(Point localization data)

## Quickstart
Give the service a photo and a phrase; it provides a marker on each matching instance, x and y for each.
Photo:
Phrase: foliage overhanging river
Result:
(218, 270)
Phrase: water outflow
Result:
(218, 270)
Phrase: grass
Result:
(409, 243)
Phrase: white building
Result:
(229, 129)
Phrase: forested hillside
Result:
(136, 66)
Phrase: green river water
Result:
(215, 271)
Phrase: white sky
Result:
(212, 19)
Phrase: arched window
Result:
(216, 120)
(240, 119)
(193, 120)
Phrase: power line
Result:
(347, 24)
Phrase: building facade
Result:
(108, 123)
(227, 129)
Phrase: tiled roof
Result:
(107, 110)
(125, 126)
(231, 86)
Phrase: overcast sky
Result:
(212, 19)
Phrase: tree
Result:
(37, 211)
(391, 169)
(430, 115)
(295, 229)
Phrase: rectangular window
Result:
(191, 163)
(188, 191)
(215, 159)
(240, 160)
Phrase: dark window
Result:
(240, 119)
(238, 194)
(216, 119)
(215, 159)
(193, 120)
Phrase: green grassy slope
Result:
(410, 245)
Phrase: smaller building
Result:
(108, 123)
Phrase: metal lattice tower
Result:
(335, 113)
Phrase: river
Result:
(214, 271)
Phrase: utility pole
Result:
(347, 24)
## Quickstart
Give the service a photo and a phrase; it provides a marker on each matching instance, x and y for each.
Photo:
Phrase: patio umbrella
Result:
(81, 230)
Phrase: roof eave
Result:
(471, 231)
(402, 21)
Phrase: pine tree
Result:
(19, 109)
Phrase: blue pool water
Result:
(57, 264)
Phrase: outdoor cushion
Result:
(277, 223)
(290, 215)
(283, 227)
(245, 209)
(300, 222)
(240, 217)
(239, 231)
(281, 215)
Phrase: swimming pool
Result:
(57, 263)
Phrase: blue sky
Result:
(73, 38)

▶ **The task**
Of the lines above, retype only those from the line containing "Phrase: forested hillside" through the line containing "Phrase: outdoor cushion", including both, exactly.

▶ **Task response**
Phrase: forested hillside
Result:
(136, 66)
Phrase: green river water
Result:
(215, 271)
Phrase: white sky
Result:
(212, 19)
Phrase: arched window
Result:
(216, 120)
(240, 119)
(193, 120)
Phrase: power line
Result:
(347, 24)
Phrase: building facade
Result:
(108, 123)
(227, 129)
Phrase: tiled roof
Result:
(107, 110)
(125, 126)
(231, 86)
Phrase: overcast sky
Result:
(212, 19)
Phrase: tree
Result:
(37, 211)
(391, 169)
(430, 115)
(295, 229)
Phrase: rectangular window
Result:
(191, 163)
(188, 191)
(215, 159)
(240, 160)
Phrase: dark window
Result:
(240, 119)
(238, 194)
(216, 119)
(215, 159)
(193, 120)
Phrase: green grassy slope
Result:
(410, 245)
Phrase: smaller building
Result:
(108, 123)
Phrase: metal lattice tower
Result:
(335, 113)
Phrase: river
Result:
(214, 271)
Phrase: utility pole
Result:
(347, 24)
## Quickstart
Give the service a photo and a phrase; it provides a marker on each matching instance, x and y for each.
Photo:
Phrase: patio umbrella
Result:
(81, 230)
Phrase: roof eave
Result:
(471, 231)
(402, 21)
Phrase: pine tree
Result:
(19, 109)
Phrase: blue pool water
Result:
(57, 264)
Phrase: outdoor cushion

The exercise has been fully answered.